------ Text segment
Topology/Bases

Let ${\displaystyle (X,{\mathcal {T}})}$ be a topological space. A collection ${\displaystyle {\mathcal {B}}}$ of open sets is called a base for the topology ${\displaystyle {\mathcal {T}}}$ if every open set ${\displaystyle U}$ is the union of sets in ${\displaystyle {\mathcal {B}}}$.

Obviously ${\displaystyle {\mathcal {T}}}$ is a base for itself.

In a topological space ${\displaystyle (X,{\mathcal {T}})}$ a collection ${\displaystyle {\mathcal {B}}}$ is a base for ${\displaystyle {\mathcal {T}}}$ if and only if it consists of open sets and for each point ${\displaystyle x\in X}$ and open neighborhood ${\displaystyle U}$ of ${\displaystyle x}$ there is a set ${\displaystyle B\in {\mathcal {B}}}$ such that ${\displaystyle x\in B\subseteq U}$.

Proof:
We need to show that a subset ${\displaystyle U}$ of ${\displaystyle X}$ is open if and only if it is a union of elements in ${\displaystyle B\in {\mathcal {B}}}$. However, the if part is obvious, from the facts that the elements in ${\displaystyle B\in {\mathcal {B}}}$ are open, and that so are arbitrary unions of open sets. Thus, we only have to prove, that any open set ${\displaystyle U}$ indeed is such a union.
------------
------ Dataset content
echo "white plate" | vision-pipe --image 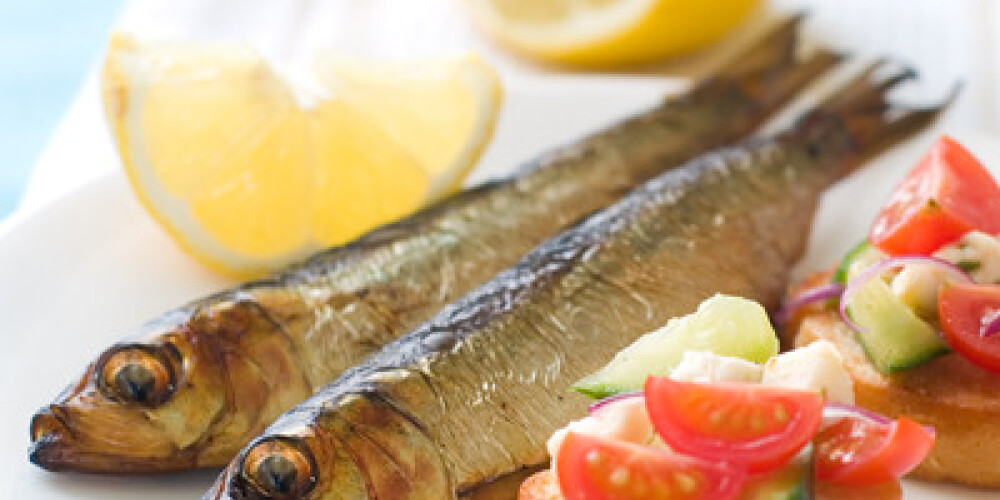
------------
> _Short task_
Copy the text on bases for a topology in full, with every line and character unchanged.

> _Reply_
Topology/Bases

Let ${\displaystyle (X,{\mathcal {T}})}$ be a topological space. A collection ${\displaystyle {\mathcal {B}}}$ of open sets is called a base for the topology ${\displaystyle {\mathcal {T}}}$ if every open set ${\displaystyle U}$ is the union of sets in ${\displaystyle {\mathcal {B}}}$.

Obviously ${\displaystyle {\mathcal {T}}}$ is a base for itself.

In a topological space ${\displaystyle (X,{\mathcal {T}})}$ a collection ${\displaystyle {\mathcal {B}}}$ is a base for ${\displaystyle {\mathcal {T}}}$ if and only if it consists of open sets and for each point ${\displaystyle x\in X}$ and open neighborhood ${\displaystyle U}$ of ${\displaystyle x}$ there is a set ${\displaystyle B\in {\mathcal {B}}}$ such that ${\displaystyle x\in B\subseteq U}$.

Proof:
We need to show that a subset ${\displaystyle U}$ of ${\displaystyle X}$ is open if and only if it is a union of elements in ${\displaystyle B\in {\mathcal {B}}}$. However, the if part is obvious, from the facts that the elements in ${\displaystyle B\in {\mathcal {B}}}$ are open, and that so are arbitrary unions of open sets. Thus, we only have to prove, that any open set ${\displaystyle U}$ indeed is such a union.